▶ Short exercise
Return verbatim the run of lines that opens with the line holding "cap in the photo above." and closes with the last line of the records.

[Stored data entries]
+++

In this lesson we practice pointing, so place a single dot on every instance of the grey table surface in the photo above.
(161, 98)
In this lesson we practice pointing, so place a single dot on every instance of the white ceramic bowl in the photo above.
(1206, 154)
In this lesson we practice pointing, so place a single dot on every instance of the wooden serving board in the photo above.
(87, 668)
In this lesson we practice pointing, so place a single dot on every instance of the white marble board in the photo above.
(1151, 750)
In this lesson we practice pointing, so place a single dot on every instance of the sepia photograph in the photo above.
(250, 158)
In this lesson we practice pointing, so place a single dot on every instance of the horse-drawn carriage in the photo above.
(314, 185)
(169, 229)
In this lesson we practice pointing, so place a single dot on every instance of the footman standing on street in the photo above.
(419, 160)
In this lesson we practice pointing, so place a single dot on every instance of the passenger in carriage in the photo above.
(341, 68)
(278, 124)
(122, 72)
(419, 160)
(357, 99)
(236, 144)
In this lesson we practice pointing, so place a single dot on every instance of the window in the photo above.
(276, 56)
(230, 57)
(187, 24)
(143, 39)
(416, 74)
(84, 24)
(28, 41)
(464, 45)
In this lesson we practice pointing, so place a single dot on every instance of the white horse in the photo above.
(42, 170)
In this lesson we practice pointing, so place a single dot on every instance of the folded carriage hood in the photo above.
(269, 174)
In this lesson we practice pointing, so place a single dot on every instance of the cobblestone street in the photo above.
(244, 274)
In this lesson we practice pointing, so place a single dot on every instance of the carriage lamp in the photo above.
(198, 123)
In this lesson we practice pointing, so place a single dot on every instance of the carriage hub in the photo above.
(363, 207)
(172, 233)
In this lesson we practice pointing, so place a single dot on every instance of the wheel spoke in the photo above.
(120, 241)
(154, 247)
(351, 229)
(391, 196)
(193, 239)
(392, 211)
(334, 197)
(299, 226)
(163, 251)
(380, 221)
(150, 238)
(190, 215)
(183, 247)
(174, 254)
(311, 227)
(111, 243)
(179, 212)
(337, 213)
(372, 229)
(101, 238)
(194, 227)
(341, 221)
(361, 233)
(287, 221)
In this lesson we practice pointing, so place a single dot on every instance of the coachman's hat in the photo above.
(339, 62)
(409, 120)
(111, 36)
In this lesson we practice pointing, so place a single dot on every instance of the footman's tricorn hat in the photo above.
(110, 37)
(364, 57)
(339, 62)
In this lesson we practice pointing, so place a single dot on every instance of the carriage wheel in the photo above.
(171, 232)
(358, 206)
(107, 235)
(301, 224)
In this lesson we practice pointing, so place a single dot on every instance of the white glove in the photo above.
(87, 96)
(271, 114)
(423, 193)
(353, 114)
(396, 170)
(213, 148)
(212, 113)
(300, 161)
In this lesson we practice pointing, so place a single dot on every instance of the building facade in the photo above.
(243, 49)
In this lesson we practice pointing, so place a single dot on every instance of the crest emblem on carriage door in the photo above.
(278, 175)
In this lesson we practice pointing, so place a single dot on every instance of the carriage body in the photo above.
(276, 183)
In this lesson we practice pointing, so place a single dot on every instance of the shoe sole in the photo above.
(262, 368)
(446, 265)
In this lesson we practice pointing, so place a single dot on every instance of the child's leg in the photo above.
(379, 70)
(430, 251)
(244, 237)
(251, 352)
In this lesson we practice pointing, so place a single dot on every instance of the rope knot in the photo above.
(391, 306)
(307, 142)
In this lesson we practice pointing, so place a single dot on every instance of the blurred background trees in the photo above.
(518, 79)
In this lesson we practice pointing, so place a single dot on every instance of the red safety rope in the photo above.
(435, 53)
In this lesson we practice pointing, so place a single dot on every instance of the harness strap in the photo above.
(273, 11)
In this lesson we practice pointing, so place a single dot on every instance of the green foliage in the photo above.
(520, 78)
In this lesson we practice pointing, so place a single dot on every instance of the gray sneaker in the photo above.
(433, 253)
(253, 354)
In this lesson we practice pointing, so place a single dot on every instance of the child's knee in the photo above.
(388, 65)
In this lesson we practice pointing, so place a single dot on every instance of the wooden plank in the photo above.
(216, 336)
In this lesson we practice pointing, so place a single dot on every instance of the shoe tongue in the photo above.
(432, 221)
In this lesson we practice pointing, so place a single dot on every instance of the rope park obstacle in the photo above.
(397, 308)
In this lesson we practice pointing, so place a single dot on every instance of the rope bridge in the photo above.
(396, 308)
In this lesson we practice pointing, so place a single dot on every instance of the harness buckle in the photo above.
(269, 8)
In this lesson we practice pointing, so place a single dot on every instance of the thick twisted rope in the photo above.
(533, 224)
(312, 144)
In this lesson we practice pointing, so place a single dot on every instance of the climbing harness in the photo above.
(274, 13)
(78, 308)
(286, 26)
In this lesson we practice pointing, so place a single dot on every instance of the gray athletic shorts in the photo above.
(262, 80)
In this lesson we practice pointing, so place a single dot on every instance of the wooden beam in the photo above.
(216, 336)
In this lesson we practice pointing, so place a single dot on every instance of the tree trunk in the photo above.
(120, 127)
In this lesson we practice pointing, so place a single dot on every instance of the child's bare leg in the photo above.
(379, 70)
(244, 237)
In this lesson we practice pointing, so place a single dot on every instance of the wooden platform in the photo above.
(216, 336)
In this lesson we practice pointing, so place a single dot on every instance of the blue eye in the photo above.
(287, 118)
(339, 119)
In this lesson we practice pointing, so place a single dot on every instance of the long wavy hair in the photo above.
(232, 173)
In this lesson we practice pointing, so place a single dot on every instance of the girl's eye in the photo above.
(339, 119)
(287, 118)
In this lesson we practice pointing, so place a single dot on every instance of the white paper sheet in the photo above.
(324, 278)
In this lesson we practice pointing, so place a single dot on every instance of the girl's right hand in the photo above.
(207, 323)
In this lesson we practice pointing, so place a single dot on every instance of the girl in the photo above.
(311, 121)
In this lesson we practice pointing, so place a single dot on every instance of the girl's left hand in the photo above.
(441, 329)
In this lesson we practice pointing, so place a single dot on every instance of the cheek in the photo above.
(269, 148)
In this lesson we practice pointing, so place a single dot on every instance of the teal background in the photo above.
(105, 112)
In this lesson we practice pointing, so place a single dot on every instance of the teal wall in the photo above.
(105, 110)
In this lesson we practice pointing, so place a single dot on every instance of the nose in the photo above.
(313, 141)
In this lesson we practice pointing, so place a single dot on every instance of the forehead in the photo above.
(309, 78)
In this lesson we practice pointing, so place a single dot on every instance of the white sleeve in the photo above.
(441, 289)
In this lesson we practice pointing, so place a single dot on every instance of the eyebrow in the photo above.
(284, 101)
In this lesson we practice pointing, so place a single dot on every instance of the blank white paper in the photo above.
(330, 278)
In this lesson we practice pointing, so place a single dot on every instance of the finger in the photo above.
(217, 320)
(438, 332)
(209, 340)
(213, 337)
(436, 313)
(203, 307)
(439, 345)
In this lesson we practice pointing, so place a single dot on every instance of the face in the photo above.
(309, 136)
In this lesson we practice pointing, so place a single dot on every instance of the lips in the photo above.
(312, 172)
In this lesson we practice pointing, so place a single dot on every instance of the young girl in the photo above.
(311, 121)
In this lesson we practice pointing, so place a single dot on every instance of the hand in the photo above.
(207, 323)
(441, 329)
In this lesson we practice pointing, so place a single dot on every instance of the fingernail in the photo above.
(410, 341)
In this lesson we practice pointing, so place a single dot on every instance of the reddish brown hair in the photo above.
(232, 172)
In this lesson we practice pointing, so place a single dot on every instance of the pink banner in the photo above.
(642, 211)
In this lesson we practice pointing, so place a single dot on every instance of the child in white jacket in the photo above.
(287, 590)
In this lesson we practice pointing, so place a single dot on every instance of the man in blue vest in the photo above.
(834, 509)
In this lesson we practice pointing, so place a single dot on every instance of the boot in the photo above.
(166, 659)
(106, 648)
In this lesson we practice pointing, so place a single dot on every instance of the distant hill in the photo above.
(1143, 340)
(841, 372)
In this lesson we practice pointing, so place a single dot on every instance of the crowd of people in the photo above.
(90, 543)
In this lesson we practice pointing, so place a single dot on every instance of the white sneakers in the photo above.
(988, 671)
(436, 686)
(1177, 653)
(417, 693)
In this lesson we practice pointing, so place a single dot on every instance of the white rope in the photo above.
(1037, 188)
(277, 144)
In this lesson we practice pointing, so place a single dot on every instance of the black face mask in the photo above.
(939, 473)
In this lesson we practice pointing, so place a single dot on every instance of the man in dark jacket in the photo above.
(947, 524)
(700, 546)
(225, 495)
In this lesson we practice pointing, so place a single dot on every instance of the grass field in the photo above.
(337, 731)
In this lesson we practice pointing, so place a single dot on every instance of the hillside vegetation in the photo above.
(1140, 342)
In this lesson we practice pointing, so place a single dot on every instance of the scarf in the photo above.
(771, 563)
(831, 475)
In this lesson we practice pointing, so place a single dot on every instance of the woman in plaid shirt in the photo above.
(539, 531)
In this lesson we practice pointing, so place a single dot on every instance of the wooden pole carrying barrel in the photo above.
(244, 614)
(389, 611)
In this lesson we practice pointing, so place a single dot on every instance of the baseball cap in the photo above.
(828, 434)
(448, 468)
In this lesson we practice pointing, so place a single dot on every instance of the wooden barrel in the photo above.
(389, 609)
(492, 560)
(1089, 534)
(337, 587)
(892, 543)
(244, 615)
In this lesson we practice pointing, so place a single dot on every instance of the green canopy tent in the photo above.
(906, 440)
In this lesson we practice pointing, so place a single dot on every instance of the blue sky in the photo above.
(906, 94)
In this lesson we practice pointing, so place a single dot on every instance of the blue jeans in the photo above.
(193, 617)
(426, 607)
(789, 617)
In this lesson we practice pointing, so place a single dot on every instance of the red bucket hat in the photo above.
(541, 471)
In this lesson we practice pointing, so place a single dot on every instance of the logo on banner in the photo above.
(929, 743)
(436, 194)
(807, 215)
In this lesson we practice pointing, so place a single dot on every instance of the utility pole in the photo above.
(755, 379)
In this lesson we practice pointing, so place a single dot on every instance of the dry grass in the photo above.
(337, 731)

+++

▶ Answer
In this lesson we practice pointing, so place a single dot on every instance of the baseball cap in the photo above.
(828, 434)
(448, 468)
In this lesson we practice pointing, so place a single dot on every instance of the wooden barrel in the photo above.
(389, 609)
(492, 560)
(1089, 534)
(337, 587)
(892, 543)
(244, 615)
In this lesson we practice pointing, so place a single dot on every instance of the green canopy tent in the photo above.
(906, 440)
In this lesson we practice pointing, so place a single dot on every instance of the blue sky in the photo above.
(906, 94)
In this lesson we practice pointing, so place a single dot on every instance of the blue jeans in the photo above.
(193, 617)
(426, 607)
(789, 617)
In this lesson we practice pointing, so place a single dot on every instance of the red bucket hat in the photo above.
(541, 471)
In this lesson we practice pointing, so place a single dot on every instance of the logo on banner in the photo above.
(929, 743)
(436, 194)
(807, 215)
In this lesson we practice pointing, so place a single dot on every instance of the utility pole in the photo above.
(755, 379)
In this lesson we practice pointing, so place a single dot on every instance of the dry grass in the photo above.
(337, 731)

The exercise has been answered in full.